>> start Material provided

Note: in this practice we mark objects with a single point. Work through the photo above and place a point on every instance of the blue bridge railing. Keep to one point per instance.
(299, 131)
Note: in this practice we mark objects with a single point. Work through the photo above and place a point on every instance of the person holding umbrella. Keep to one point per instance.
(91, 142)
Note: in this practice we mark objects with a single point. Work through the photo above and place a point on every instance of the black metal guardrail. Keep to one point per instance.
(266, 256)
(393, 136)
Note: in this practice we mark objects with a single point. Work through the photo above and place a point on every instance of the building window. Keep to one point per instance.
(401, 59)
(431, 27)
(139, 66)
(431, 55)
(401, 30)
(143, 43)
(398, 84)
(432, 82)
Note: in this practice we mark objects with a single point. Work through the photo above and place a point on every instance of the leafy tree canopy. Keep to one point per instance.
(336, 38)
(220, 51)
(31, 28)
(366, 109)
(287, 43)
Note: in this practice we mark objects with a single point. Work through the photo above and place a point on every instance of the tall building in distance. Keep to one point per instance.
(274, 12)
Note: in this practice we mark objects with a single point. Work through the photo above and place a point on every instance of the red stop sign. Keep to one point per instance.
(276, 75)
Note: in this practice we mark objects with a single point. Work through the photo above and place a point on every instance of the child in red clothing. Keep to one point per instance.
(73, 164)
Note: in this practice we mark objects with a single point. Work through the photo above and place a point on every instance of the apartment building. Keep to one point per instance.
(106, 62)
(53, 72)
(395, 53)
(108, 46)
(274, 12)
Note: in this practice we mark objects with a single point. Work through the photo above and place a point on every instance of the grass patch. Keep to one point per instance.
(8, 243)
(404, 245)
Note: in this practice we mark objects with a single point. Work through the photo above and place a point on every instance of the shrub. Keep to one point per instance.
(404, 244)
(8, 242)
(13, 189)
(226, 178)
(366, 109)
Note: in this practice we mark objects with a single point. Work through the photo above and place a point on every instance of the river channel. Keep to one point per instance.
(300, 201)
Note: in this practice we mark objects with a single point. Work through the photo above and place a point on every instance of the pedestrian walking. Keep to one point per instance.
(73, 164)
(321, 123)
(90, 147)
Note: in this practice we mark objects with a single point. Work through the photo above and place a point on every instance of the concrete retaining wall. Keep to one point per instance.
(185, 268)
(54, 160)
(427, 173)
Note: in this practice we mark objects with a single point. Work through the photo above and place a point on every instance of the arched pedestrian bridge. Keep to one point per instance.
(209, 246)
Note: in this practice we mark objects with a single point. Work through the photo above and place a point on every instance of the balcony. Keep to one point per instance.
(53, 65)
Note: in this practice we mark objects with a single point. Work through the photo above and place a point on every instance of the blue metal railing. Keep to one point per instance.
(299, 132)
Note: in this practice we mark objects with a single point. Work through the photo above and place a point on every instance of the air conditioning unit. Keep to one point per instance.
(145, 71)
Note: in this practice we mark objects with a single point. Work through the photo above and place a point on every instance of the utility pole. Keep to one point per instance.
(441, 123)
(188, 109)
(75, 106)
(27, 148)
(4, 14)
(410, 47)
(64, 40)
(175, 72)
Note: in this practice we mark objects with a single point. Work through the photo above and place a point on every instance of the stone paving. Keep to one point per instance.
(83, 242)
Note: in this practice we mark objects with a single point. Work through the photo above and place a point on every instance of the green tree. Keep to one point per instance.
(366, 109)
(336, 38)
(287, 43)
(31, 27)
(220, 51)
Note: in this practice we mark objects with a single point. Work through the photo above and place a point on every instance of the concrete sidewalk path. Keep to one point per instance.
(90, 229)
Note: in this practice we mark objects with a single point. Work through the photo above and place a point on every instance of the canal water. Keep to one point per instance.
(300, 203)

>> end Material provided

**Problem description**
Extract the complete listing above, reproducing each line exactly.

**Answer for this exercise**
Note: in this practice we mark objects with a single point. Work through the photo above and place a point on every instance of the blue bridge railing. Keep to one point per instance.
(299, 131)
Note: in this practice we mark objects with a single point. Work through the photo above and place a point on every instance of the person holding umbrella. Keep to one point per instance.
(91, 142)
Note: in this practice we mark objects with a single point. Work through the photo above and place a point on every instance of the black metal guardrail. Keep to one point per instance.
(266, 256)
(393, 136)
Note: in this practice we mark objects with a single point. Work through the photo above and place a point on every instance of the building window. Keep to one point per instance.
(401, 59)
(431, 27)
(139, 66)
(431, 55)
(401, 30)
(143, 43)
(398, 84)
(432, 82)
Note: in this practice we mark objects with a single point. Work through the photo above and place a point on every instance of the leafy tree canopy. Keep to one point per instance.
(336, 38)
(220, 51)
(31, 28)
(366, 109)
(287, 43)
Note: in this practice we mark objects with a single point. Work through the photo above and place a point on every instance of the tall building in distance. Keep to one point per instance.
(274, 12)
Note: in this practice we mark objects with a single point. Work through the photo above and place a point on every instance of the red stop sign. Keep to one point per instance.
(276, 75)
Note: in this practice we mark objects with a single point. Work through the photo above and place a point on every instance of the child in red clothing. Keep to one point per instance.
(73, 164)
Note: in this practice we mark objects with a single point. Work through the photo above and place a point on every instance of the apartment building. Keep to one point per instance.
(106, 62)
(53, 72)
(395, 53)
(108, 46)
(274, 12)
Note: in this practice we mark objects with a single point. Work through the photo above and place a point on every instance of the grass patch. Keep to one point per instance.
(8, 243)
(404, 245)
Note: in this practice we mark objects with a single point. Work through the photo above and place a point on every instance of the shrub. Keep to one point per instance.
(404, 244)
(8, 242)
(13, 189)
(226, 178)
(366, 109)
Note: in this practice we mark objects with a single point. Work through the photo above and place a point on every instance of the river channel. Keep to one point per instance.
(300, 201)
Note: in this practice we mark objects with a single point. Work through the photo above and place a point on every instance of the pedestrian walking. Keep to one point per instance.
(73, 164)
(321, 123)
(90, 147)
Note: in this practice we mark objects with a single point. Work through the photo above and place a point on every instance of the concrete retaining wall. Keep to one point per instance.
(185, 268)
(54, 160)
(427, 173)
Note: in this practice we mark objects with a single point. Work through the photo above and place a point on every instance of the arched pedestrian bridge. Keep to one point per instance.
(209, 246)
Note: in this practice we mark objects with a single point. Work through the photo above and place a point on every instance of the balcony. Keep to one point per instance.
(53, 65)
Note: in this practice we mark objects with a single point. Work through the photo above and place a point on every instance of the blue metal railing. Keep to one point per instance.
(299, 132)
Note: in this practice we mark objects with a single point. Work through the photo above and place a point on every instance of the air conditioning unit. Keep to one point per instance.
(145, 71)
Note: in this practice we mark objects with a single point. Work through the photo above and place a point on every instance of the utility pole. Keep to one point per instance.
(441, 123)
(188, 109)
(75, 106)
(27, 148)
(4, 14)
(410, 47)
(64, 40)
(175, 72)
Note: in this practice we mark objects with a single point. Work through the photo above and place a point on every instance of the stone paving. Keep to one point per instance.
(83, 242)
Note: in this practice we mark objects with a single point. Work through the photo above and place a point on every instance of the green tree. Keep to one point per instance.
(366, 109)
(336, 38)
(287, 43)
(31, 27)
(220, 51)
Note: in this practice we mark objects with a single point. Work through the photo above and place a point on every instance of the concrete sidewalk path. Keep to one point per instance.
(90, 229)
Note: in this practice we mark objects with a single point. Work through the photo above and place a point on every instance of the canal water. Keep to one point per instance.
(300, 203)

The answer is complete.